* [STORED ROWS]
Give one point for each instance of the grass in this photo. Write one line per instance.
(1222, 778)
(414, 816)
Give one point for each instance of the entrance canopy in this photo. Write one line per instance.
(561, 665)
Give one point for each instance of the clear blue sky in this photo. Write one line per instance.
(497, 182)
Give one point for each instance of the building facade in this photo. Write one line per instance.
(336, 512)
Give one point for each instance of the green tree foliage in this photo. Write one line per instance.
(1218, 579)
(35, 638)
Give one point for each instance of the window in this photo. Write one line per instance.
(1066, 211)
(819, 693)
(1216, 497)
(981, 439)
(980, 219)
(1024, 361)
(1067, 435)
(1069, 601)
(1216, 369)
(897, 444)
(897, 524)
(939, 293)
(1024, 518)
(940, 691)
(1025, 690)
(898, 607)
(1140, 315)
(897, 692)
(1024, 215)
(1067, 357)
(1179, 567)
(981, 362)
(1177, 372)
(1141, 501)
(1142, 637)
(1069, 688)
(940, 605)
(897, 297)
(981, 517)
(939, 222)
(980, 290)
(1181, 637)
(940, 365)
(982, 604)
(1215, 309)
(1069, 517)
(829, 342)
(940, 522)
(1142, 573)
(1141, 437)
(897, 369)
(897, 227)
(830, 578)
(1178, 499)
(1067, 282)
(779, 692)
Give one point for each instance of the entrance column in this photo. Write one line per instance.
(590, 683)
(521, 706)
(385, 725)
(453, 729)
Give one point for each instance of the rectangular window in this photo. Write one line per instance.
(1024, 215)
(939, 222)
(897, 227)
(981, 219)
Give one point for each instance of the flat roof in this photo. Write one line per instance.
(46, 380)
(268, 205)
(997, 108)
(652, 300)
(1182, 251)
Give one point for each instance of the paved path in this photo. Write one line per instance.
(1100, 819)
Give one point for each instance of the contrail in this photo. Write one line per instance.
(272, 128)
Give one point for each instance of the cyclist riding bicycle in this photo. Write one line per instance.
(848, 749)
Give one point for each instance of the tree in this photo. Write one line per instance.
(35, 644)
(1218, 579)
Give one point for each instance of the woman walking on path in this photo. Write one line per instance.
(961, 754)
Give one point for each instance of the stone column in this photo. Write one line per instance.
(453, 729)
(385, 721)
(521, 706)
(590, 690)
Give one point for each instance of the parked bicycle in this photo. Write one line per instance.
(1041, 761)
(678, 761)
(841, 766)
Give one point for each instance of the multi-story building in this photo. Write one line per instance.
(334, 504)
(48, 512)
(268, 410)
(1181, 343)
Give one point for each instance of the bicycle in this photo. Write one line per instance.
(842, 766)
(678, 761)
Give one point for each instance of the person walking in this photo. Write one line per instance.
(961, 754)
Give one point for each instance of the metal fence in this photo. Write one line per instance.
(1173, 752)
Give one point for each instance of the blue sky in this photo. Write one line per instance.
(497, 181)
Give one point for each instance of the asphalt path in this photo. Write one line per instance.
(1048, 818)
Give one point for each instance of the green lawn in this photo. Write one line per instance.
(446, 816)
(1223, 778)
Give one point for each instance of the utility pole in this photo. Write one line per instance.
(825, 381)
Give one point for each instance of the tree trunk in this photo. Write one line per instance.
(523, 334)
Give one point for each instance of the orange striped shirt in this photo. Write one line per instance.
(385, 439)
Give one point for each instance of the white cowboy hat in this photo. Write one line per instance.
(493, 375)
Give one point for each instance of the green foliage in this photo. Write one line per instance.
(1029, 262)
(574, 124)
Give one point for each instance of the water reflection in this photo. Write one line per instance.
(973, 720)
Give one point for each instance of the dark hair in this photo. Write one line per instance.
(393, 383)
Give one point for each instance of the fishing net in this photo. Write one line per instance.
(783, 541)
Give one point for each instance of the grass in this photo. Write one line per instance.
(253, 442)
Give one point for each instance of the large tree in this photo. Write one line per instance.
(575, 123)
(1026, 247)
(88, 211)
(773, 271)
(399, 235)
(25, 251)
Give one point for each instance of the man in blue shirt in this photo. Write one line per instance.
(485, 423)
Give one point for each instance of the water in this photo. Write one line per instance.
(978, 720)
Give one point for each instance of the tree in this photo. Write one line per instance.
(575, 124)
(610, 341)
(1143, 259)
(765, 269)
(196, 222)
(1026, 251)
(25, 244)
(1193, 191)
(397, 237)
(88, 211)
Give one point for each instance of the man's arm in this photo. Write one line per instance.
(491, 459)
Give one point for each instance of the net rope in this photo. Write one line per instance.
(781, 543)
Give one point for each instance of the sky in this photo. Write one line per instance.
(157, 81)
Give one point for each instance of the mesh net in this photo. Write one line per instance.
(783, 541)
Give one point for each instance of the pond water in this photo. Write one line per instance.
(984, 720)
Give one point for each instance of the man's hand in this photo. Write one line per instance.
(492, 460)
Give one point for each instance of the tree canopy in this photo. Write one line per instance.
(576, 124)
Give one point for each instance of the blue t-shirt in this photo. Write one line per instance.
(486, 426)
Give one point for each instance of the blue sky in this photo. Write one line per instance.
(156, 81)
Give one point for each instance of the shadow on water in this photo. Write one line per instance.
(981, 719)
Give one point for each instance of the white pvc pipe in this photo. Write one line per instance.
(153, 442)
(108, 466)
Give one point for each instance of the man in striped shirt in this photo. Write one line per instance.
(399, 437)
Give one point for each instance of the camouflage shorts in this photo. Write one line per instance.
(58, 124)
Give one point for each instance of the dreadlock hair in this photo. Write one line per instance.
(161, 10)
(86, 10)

* [WHAT TO WORK ON] In the part of the records that opens with the line containing "Give one point for each instance of the camouflage" and runs through their end, replace "dreadlock hair" with "braided hair". Give only those lines, with nothing else changed.

* [EXERCISE ANSWER]
Give one point for each instance of the camouflage shorts in this photo. Write one line per instance.
(58, 124)
Give one point for each instance of the braided hair in this photo. Write one line per instance.
(161, 10)
(86, 10)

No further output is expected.